**The problem**.
Copy out all the entries word for word.

**Supplied data**.
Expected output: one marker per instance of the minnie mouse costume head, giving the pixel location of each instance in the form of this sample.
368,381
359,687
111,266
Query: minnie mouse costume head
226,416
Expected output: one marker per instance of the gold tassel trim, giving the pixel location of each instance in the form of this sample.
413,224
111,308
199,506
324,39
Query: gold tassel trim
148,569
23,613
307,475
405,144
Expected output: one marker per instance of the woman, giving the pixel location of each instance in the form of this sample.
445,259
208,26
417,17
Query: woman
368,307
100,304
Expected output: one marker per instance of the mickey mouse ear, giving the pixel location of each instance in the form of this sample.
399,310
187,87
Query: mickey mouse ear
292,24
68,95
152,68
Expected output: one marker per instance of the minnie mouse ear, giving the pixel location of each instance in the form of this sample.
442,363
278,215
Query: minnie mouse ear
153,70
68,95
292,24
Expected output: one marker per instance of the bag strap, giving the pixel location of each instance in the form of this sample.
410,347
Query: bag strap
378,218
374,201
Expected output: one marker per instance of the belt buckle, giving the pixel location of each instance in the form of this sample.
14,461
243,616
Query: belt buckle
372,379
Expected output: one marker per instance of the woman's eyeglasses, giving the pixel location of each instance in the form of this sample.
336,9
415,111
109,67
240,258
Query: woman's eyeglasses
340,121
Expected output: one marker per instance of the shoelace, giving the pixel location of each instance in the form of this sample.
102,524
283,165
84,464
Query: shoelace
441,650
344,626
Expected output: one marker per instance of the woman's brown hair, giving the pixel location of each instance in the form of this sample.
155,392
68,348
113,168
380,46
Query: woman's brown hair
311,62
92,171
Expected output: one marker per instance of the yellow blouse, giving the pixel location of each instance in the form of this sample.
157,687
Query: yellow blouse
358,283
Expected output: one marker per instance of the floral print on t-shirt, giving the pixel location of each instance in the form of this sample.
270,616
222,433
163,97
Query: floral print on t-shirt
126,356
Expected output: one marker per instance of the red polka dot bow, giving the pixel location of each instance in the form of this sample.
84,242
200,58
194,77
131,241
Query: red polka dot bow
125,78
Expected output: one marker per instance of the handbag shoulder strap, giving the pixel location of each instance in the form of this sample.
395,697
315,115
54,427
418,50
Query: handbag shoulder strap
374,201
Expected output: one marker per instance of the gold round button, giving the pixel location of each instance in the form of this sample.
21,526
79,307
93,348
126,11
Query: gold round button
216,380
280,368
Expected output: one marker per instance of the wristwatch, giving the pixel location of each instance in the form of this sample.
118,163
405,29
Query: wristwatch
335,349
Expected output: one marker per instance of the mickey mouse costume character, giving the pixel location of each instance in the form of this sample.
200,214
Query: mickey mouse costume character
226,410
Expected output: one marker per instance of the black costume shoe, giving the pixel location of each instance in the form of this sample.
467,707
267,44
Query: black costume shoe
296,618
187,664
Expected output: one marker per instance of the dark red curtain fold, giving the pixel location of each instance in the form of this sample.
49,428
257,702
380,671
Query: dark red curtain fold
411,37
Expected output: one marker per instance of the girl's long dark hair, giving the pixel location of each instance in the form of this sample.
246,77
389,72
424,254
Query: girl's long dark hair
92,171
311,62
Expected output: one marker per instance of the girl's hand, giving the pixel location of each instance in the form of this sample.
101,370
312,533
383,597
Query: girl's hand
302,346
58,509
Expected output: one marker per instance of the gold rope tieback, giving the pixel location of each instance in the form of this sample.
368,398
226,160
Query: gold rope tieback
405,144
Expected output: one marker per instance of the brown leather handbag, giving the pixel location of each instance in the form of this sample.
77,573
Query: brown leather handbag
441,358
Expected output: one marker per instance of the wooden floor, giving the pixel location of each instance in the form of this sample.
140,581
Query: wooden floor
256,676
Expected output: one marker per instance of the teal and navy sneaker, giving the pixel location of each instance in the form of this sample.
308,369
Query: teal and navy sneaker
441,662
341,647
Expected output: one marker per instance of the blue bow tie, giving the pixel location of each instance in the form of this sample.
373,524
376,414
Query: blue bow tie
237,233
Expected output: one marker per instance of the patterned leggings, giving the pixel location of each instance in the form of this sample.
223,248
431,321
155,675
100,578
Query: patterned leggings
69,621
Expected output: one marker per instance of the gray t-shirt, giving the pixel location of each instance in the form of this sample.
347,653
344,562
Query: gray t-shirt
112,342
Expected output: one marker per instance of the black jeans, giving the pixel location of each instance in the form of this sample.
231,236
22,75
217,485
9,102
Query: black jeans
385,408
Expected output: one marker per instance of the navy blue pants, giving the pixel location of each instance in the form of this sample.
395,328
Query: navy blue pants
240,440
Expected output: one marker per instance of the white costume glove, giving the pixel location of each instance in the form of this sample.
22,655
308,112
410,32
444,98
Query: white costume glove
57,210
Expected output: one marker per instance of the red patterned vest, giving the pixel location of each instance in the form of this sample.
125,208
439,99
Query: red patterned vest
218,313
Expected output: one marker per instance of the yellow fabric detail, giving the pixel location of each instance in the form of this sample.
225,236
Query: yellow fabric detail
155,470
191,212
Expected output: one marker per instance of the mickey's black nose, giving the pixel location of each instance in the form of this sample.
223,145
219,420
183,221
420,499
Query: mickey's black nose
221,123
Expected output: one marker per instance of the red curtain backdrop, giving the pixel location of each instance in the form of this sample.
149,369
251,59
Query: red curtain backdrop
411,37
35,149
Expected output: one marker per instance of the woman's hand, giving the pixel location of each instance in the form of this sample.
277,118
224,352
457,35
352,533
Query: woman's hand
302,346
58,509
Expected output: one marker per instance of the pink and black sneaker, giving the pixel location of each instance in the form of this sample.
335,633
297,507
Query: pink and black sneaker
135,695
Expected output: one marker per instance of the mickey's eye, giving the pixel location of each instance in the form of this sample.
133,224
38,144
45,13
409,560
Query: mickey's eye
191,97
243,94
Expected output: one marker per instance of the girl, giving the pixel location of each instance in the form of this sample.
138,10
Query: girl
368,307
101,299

**Exercise output**.
Expected output: one marker per instance of the minnie mouse costume head, giving the pixel location of each instance in the form of this sample.
368,381
359,687
111,266
Query: minnie mouse costume head
226,416
Expected output: one marker per instance of the gold tassel trim, giving the pixel location of each instance in the form of this sample.
413,224
111,308
199,506
324,39
Query: gold tassel trim
148,569
23,613
307,475
405,144
Expected output: one marker per instance of the woman, giving the pixel location of each instance in the form of this sample.
445,259
208,26
417,17
Query: woman
368,307
100,304
Expected output: one marker per instance of the mickey mouse ear, giving the pixel location of each instance in the form of this sample.
399,310
187,87
Query: mickey mouse ear
292,24
68,95
152,68
Expected output: one marker per instance of the minnie mouse ear, giving the pixel location of each instance in the form of this sample.
442,363
278,215
Query: minnie mouse ear
153,70
68,95
292,24
Expected output: one marker per instance of the bag strap, giving the pixel location of each instance in the form of this sample.
410,347
Query: bag strap
378,218
374,201
Expected output: one marker per instance of the belt buckle, giving the pixel location of each instance in the form of this sample.
14,461
243,616
Query: belt buckle
372,379
Expected output: one marker per instance of the woman's eyeglasses, giving the pixel location of each instance in the form of this sample.
336,9
415,111
109,67
240,258
Query: woman's eyeglasses
340,121
Expected output: one marker per instance of the shoelace, giving the pixel location of each instance in the form of this sample.
102,524
283,165
84,464
Query: shoelace
441,650
344,626
Expected output: one marker per instance of the woman's brown hair, giving the pixel location of each instance in the form of this sample.
155,392
68,348
113,168
380,46
Query: woman's brown hair
311,62
92,171
Expected output: one marker per instance of the yellow blouse, giving the pixel location of each instance in the form of this sample.
157,687
Query: yellow blouse
358,283
Expected output: one marker per instance of the floral print on t-shirt, giving the pixel location of each instance in the form of this sample.
270,616
222,433
163,97
Query: floral print on t-shirt
126,356
Expected output: one marker per instance of the red polka dot bow, giving the pixel location of each instance in the form of this sample.
84,242
200,58
194,77
131,241
Query: red polka dot bow
125,78
Expected output: one marker per instance of the handbag shoulder strap, giving the pixel location of each instance in the form of this sample.
395,697
315,115
54,427
418,50
Query: handbag shoulder strap
374,201
Expected output: one marker per instance of the gold round button, giving the pixel location of each instance in the form of this sample.
21,526
79,307
93,348
126,11
Query: gold round button
216,380
280,368
Expected output: one marker per instance of the wristwatch, giving the pixel location of each instance in the form of this sample.
118,163
405,29
Query: wristwatch
335,349
Expected output: one marker per instance of the mickey mouse costume character, giving the pixel location of each instance in the form of this sample.
200,214
Query: mickey mouse costume character
226,410
Expected output: one marker per instance of the black costume shoe, giving the pixel location of each instance in the form of this sample.
467,707
267,44
Query: black costume shoe
296,618
187,664
Expected output: one marker per instance of the dark red curtain fold, giving the pixel location of each instance in the form of this sample.
49,428
257,702
380,671
Query: dark red curtain fold
411,37
Expected output: one marker per instance of the girl's long dark hair, giving the pixel location of each instance in the form of this sample.
246,77
389,72
424,254
Query: girl's long dark hair
92,171
311,62
Expected output: one marker per instance of the girl's hand, giving the pixel location of each instance in the form of this sample.
101,370
312,533
383,597
Query: girl's hand
302,346
58,509
Expected output: one marker per instance of the gold rope tieback, giving the pixel location of each instance in the form of this sample.
368,398
226,160
Query: gold rope tieback
405,144
Expected output: one marker per instance of the brown leather handbag, giving the pixel location of each instance in the form of this sample.
77,573
Query: brown leather handbag
441,358
Expected output: one marker per instance of the wooden floor, giving the pixel location of each instance in the form of this sample.
140,581
Query: wooden floor
256,676
Expected output: one marker per instance of the teal and navy sneaker, giving the pixel location of each instance in the form of this sample.
308,369
Query: teal and navy sneaker
441,662
341,647
Expected output: one marker per instance of the blue bow tie, giving the pixel location of each instance in the form of this sample.
373,524
376,414
Query: blue bow tie
237,233
Expected output: one marker per instance of the patterned leggings, giving the pixel location of each instance in the form of this sample.
223,248
431,321
155,675
100,578
Query: patterned leggings
69,621
Expected output: one marker per instance of the gray t-shirt, giving the pixel location of each instance in the form of this sample.
347,653
344,562
Query: gray t-shirt
112,342
Expected output: one marker per instance of the black jeans, giving the pixel location of each instance in the form of this sample.
231,236
22,75
217,485
9,102
Query: black jeans
385,408
Expected output: one marker per instance of the navy blue pants, giving the pixel location of each instance in the form of this sample.
395,328
Query: navy blue pants
240,440
Expected output: one marker per instance of the white costume glove, giving the pixel location of each instance in the form of this sample.
22,655
308,112
410,32
444,98
Query: white costume glove
57,210
Expected output: one marker per instance of the red patterned vest, giving the pixel location of each instance in the form of this sample.
125,208
439,99
Query: red patterned vest
218,313
Expected output: one marker per instance of the yellow fabric detail, giving the pixel location of each instance in the form of this sample.
225,236
Query: yellow fabric detail
155,470
191,212
Expected output: one marker per instance of the mickey's black nose, giving the pixel location of each instance in the form of this sample.
223,145
219,420
183,221
420,499
Query: mickey's black nose
221,123
Expected output: one marker per instance of the red curtain backdrop, giving the pixel location of each instance in the form of this sample.
149,369
251,59
Query: red curtain backdrop
411,37
35,149
Expected output: one marker per instance of the woman's hand, giving the pixel location of each instance in the form of this sample.
277,118
224,352
457,35
352,533
Query: woman's hand
302,346
58,509
Expected output: one marker per instance of the pink and black sneaker, giving the pixel location of each instance in the form of this sample.
335,633
297,507
Query: pink and black sneaker
135,695
Expected output: one marker per instance of the mickey's eye, giving the pixel location of each instance in the form of this sample.
133,224
38,144
45,13
409,560
Query: mickey's eye
191,97
243,94
Expected output: one marker per instance of the girl, giving the pixel location of each instance in the form of this sample.
138,10
Query: girl
368,307
101,299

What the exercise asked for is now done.